What you need to do:
(a) Return the stretch of the Kenneth Katzner biography from "Kenneth Katzner (1930" through "communications intelligence officer." word for word.
(b) According to the Kenneth Katzner biography, where was Katzner raised?
(c) Write what comes next in the Kenneth Katzner biography, picking up after its final sentence.

Text shown:
- Born: 1930 Washington, DC, US
- Died: May 25, 2003 (aged 72) Washington, DC, US
- Employers: Central Intelligence Agency; United States Department of Defense;

= Kenneth Katzner =

American linguist

Kenneth Katzner (1930 − May 25, 2003) was an American linguist. An expert on the Russian language, Katzner worked as an analyst on Soviet affairs for the Central Intelligence Agency and the United States Department of Defense during the Cold War, and was an author of several notable works on the Russian language.

==Biography==
Kenneth Katzner was born in Washington, D.C., and was raised in Forest Hills, New York. He studied Russian at Cornell University, from which he graduated in 1952. Having received intensive Russian language training at the Syracuse University Language Program, Katzner later served in the Air Force in England as a communications intelligence officer.

In the 1960s, Katzner was a writer and editor in New York City, contributing to Encyclopædia Britannica and The American Heritage Dictionary of the English Language.

Information:

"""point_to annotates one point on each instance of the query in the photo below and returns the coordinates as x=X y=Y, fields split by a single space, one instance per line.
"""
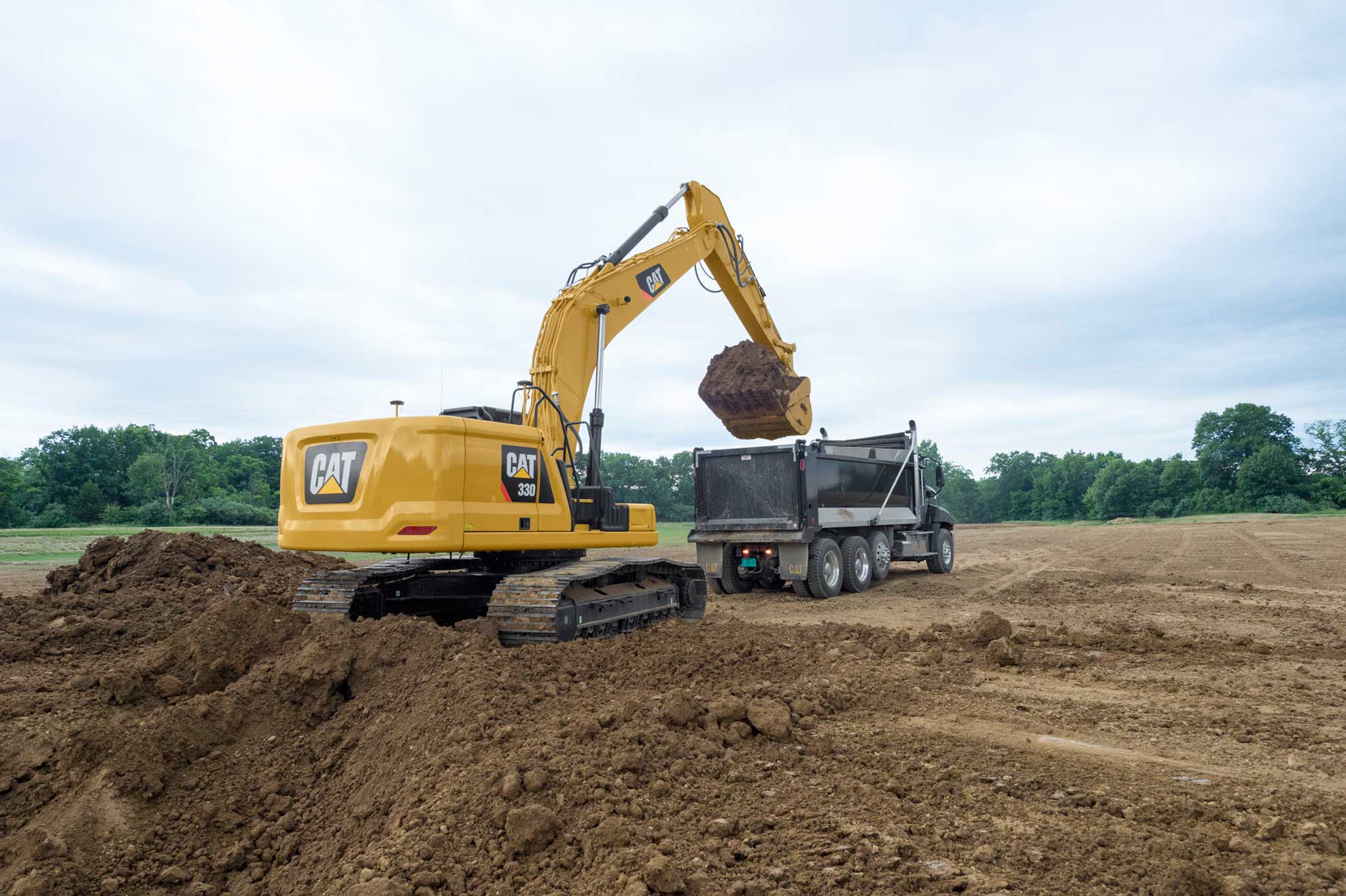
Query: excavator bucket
x=754 y=394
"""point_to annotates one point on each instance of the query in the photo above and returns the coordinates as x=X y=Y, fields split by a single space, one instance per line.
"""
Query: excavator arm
x=619 y=287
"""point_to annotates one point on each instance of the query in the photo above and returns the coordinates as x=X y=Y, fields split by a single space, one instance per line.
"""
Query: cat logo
x=652 y=281
x=332 y=471
x=520 y=477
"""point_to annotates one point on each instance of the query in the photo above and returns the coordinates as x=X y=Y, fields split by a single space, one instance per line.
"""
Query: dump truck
x=823 y=515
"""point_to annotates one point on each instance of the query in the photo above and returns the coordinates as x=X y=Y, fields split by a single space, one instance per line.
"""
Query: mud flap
x=793 y=557
x=708 y=556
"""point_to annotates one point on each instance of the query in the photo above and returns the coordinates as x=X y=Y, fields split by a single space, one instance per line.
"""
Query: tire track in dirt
x=1267 y=555
x=1016 y=738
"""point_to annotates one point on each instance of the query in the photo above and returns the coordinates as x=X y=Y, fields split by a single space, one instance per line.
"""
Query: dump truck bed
x=808 y=486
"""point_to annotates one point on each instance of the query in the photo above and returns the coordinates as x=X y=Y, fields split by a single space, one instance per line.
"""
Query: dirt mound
x=128 y=592
x=748 y=389
x=251 y=750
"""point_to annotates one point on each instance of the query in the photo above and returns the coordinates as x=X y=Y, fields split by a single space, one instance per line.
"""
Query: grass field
x=54 y=547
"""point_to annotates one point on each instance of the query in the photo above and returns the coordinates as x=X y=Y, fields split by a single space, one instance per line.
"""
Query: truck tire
x=731 y=583
x=857 y=564
x=942 y=548
x=880 y=549
x=824 y=568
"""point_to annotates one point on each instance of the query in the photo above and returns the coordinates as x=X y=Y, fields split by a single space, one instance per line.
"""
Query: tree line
x=140 y=475
x=1247 y=458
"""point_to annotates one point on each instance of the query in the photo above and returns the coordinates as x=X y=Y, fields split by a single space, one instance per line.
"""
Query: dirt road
x=1164 y=716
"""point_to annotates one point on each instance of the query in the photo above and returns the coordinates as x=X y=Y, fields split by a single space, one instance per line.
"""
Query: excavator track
x=596 y=598
x=575 y=599
x=421 y=587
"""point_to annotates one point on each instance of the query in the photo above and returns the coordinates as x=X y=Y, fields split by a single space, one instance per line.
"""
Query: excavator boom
x=763 y=398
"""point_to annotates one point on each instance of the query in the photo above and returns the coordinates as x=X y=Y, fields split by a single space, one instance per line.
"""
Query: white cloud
x=1065 y=226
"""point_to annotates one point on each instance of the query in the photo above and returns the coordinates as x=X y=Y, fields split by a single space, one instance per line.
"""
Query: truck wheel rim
x=831 y=570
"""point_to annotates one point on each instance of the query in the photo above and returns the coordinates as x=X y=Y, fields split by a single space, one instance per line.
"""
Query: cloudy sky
x=1041 y=228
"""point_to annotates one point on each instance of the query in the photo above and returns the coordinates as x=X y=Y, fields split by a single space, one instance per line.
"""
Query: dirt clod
x=990 y=627
x=531 y=828
x=772 y=717
x=663 y=876
x=1002 y=651
x=678 y=708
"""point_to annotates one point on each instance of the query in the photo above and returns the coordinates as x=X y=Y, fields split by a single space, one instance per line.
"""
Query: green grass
x=67 y=545
x=673 y=533
x=1240 y=517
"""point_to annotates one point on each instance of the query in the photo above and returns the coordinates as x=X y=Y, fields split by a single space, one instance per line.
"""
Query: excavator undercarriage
x=538 y=602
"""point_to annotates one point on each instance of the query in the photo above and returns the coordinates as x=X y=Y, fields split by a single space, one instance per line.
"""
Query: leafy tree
x=1225 y=441
x=11 y=493
x=1179 y=478
x=1328 y=447
x=1123 y=489
x=1271 y=470
x=1014 y=472
x=1058 y=493
x=86 y=506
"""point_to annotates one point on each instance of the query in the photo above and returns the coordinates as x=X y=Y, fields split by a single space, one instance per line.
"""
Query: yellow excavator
x=504 y=501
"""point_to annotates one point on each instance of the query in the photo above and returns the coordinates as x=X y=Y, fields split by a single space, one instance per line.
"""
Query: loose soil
x=1164 y=714
x=747 y=383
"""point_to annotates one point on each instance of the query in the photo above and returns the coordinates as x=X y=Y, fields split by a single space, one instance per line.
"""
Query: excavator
x=490 y=511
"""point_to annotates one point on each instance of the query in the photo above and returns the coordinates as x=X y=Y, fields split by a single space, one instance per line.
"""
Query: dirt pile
x=128 y=592
x=251 y=750
x=748 y=389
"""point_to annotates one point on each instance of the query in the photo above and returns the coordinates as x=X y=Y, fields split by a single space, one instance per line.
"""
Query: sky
x=1026 y=226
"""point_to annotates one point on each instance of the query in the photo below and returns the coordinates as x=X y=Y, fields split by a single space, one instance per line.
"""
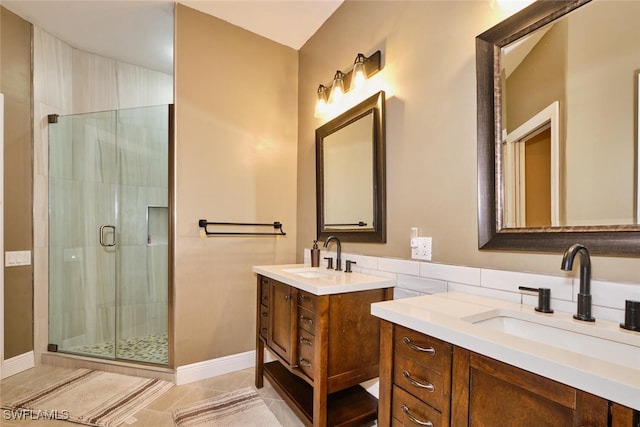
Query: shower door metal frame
x=170 y=246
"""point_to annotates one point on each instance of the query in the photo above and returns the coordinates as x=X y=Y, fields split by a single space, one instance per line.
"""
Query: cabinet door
x=280 y=313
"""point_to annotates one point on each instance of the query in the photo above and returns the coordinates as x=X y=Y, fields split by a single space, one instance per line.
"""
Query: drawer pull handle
x=305 y=363
x=426 y=386
x=429 y=350
x=414 y=419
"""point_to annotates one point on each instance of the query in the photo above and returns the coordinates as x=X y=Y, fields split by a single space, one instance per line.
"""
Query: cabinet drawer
x=422 y=382
x=411 y=411
x=264 y=321
x=264 y=291
x=306 y=300
x=425 y=350
x=306 y=343
x=306 y=320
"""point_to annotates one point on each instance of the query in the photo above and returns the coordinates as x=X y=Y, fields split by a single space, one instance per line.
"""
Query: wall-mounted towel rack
x=203 y=223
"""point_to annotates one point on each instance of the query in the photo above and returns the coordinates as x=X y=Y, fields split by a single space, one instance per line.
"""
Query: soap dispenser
x=315 y=255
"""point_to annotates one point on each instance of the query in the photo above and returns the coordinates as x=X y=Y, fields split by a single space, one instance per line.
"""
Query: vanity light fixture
x=363 y=68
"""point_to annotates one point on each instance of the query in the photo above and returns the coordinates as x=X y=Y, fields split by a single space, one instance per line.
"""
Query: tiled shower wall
x=415 y=278
x=71 y=81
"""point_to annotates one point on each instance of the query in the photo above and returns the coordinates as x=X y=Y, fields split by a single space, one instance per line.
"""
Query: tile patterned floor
x=156 y=414
x=151 y=349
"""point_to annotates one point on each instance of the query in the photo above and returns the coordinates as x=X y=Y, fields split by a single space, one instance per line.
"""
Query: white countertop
x=443 y=316
x=331 y=282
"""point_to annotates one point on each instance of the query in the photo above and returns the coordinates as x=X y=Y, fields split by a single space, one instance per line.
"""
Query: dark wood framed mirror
x=350 y=174
x=495 y=232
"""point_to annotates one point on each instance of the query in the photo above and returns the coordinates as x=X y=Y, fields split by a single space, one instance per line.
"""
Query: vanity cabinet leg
x=259 y=380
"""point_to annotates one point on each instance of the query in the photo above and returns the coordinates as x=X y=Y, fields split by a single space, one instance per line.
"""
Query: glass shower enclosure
x=109 y=234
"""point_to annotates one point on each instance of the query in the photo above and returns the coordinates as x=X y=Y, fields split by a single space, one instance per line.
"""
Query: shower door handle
x=102 y=239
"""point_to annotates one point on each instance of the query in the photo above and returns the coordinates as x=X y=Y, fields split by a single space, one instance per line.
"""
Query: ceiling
x=141 y=31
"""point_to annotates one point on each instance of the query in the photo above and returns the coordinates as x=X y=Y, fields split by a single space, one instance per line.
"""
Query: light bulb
x=321 y=102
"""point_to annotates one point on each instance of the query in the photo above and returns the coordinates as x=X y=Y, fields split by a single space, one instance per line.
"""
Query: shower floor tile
x=150 y=349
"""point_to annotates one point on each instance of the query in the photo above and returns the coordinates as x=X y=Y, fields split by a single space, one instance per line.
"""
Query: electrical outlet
x=423 y=250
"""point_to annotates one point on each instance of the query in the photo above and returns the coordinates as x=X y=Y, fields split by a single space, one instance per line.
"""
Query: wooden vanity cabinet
x=325 y=346
x=469 y=389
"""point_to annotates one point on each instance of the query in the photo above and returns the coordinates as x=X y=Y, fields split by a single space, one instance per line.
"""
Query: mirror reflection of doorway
x=531 y=173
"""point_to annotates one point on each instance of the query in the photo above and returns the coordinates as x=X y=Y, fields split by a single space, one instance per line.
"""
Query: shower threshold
x=147 y=349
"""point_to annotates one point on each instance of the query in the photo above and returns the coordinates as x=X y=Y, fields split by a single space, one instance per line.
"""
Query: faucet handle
x=544 y=298
x=349 y=264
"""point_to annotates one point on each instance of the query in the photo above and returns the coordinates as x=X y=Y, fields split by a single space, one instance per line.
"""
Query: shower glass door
x=108 y=234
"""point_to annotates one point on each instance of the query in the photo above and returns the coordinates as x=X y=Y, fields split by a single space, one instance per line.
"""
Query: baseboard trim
x=17 y=364
x=210 y=368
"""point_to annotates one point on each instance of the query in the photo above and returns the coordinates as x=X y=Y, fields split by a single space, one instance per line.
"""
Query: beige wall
x=428 y=53
x=15 y=83
x=236 y=126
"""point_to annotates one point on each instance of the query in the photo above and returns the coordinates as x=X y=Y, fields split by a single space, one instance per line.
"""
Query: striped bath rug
x=88 y=397
x=241 y=408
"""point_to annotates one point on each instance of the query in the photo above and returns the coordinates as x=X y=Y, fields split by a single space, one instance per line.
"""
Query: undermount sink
x=308 y=272
x=606 y=342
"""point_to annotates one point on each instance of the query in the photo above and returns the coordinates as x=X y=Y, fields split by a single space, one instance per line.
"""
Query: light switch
x=17 y=258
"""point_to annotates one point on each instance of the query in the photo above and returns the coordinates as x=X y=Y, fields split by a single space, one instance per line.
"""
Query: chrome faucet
x=338 y=250
x=584 y=296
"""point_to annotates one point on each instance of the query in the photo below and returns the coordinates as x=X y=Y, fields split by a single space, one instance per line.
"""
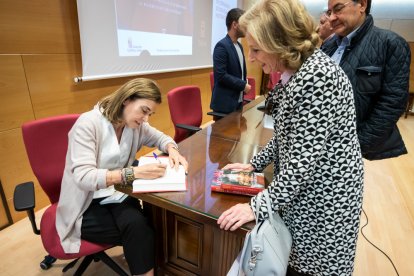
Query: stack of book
x=236 y=182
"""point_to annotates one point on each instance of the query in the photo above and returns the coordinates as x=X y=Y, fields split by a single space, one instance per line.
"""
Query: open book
x=172 y=180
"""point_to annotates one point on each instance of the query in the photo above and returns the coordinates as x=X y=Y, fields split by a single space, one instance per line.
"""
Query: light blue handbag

Response list:
(a)
Kenneth Katzner (1930 − May 25, 2003) was an American linguist. An expert on the Russian language, Katzner worked as an analyst on Soviet affairs for the Central Intelligence Agency and the United States Department of Defense during the Cold War, and was an author of several notable works on the Russian language.

==Biography==
Kenneth Katzner was born in Washington, D.C., and was raised in Forest Hills, New York. He studied Russian at Cornell University, from which he graduated in 1952. Having received intensive Russian language training at the Syracuse University Language Program, Katzner later served in the Air Force in England as a communications intelligence officer.

(b) Forest Hills, New York.

(c)
An authority on the Russian language, Katzner worked as a Soviet expert in the Central Intelligence Agency during the 1970s, and for the United States Department of Defense in the 1980s and 1990s.

Katzner was the author of several works on linguistics and Russian affairs, and his books were used as reference guides by journalists. His English-Russian, Russian-English Dictionary, which Katzner had worked on for 18 years, sold in the hundreds of thousands and was pirated in the former Soviet Union. He continued working on new editions of this work up to the time of his death.

Katzner was an avid photographer and a skilled bridge player. His wife of 36 years was Betty Lenson Katzner of Washington. Katzner died of lung cancer at Sibley Memorial Hospital on May 25, 2003, at the age of 72. He was survived by his wife.